→ Exercise materials
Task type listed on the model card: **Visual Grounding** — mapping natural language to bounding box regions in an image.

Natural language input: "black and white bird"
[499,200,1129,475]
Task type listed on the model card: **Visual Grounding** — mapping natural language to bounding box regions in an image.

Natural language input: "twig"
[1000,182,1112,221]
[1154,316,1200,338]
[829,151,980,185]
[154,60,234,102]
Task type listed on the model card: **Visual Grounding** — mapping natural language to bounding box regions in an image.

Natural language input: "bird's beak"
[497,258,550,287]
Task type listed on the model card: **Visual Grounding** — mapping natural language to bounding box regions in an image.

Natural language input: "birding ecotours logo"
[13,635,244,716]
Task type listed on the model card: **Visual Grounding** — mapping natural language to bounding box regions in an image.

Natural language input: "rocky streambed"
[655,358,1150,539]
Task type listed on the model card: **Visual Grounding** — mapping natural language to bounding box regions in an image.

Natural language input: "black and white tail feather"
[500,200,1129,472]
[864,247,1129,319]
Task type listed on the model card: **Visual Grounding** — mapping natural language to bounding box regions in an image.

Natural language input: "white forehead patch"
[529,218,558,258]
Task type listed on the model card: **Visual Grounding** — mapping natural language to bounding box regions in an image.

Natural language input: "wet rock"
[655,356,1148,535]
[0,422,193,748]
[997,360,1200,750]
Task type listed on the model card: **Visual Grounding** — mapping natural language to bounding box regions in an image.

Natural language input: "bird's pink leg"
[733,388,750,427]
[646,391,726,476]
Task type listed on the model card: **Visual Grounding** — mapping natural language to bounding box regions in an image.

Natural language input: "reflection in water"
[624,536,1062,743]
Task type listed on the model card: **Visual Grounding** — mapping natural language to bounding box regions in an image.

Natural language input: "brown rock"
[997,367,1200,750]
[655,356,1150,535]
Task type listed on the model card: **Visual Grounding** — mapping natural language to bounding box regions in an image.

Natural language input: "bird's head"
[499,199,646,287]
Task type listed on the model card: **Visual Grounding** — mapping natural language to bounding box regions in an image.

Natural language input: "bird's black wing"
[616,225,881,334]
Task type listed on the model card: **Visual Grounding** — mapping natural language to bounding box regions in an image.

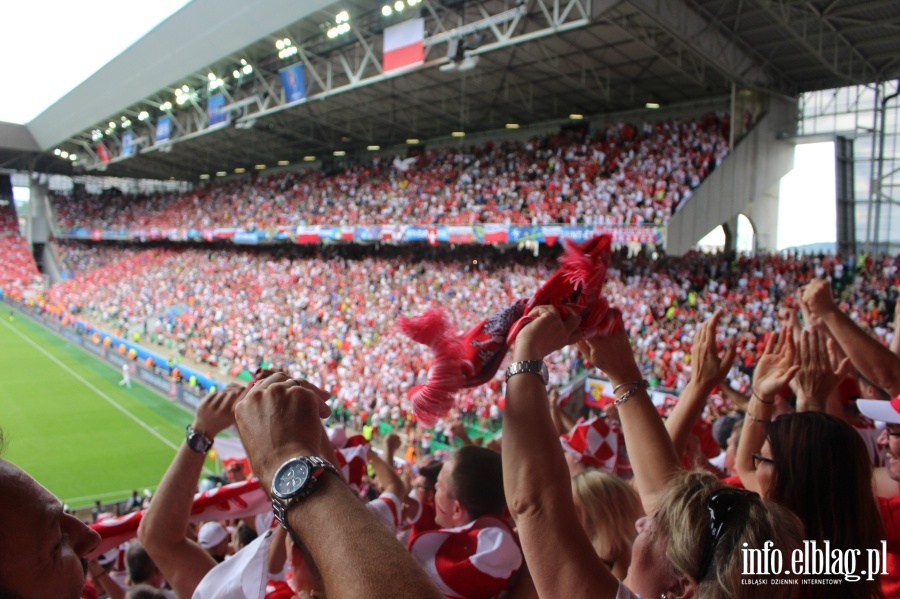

→ Task brief
Rewrite the whole listing with each "Natural language input" changed to "Text query" and nothing else altered. Leave the pictures out.

→ Solution for this problem
Task type listed on the model card: **Visual Grounding** — mapping natural language to bounding box regions in an image.

Text query: "black and white bird"
[499,200,1129,475]
Task type listed on the model card: **Visual Grounding** — mapping natural language to bounding box regions in an image.

Text query: "twig"
[1000,182,1112,221]
[1154,316,1200,338]
[829,151,980,185]
[154,60,234,102]
Task type listed on the model card: **Visual Grounding** — mapping natural language to bounding box regions in an image.

Text query: "bird's beak"
[497,258,550,287]
Task type listed on the model card: **Visual Grounding** — mapping natural language to bounding box regions in an image.

Text query: "birding ecotours logo"
[13,635,244,716]
Task type listed on the model card: **Visual Grounding** — mapping natural language to bounding box regions in an image.

Text query: "rocky streambed"
[655,358,1150,539]
Task type listed on the model card: **Visual Grounding** — mapping natural language to bounding box regions in an image.

Text query: "black and white tail feather"
[500,200,1129,472]
[864,247,1129,319]
Task type listed on the model card: **Visual Grounding** — mapping natural language to bounding box regions in an image.

Text query: "white forehead patch"
[529,218,558,258]
Task type listed on the model card: **Visual Grounding** — mapping natural language to bounding box regions in an image.

Text query: "wet rock"
[655,356,1148,535]
[0,422,193,748]
[997,360,1200,750]
Task type listed on the model card: **Visual Grounding** — mapping natural language to bounding box regions in an image.

Text query: "bird's pink leg"
[733,388,750,427]
[646,391,726,476]
Task type listed on the model card: **Visual Grounding** — mapping natural language to bounding box regions in an image.

Text query: "reflection in water"
[624,536,1062,743]
Task type listed on the model card: **Visual Grounding** — mapping natural language to bounding box regions in an image.

Text query: "brown rock"
[997,367,1200,750]
[655,356,1150,535]
Task type listed on the model card: **Visual Grounding** — mapping natural language to bounding box regions in an image.

Text query: "bird's head"
[499,199,646,287]
Task type listed on the model card: **Visual Grounding** — mapping natural language to bounding box regions in an image.

Text query: "bird's black wing"
[616,225,881,334]
Task type listed on the model card: **Visual Grounding** — mapping natural language to bounding box regions in an image.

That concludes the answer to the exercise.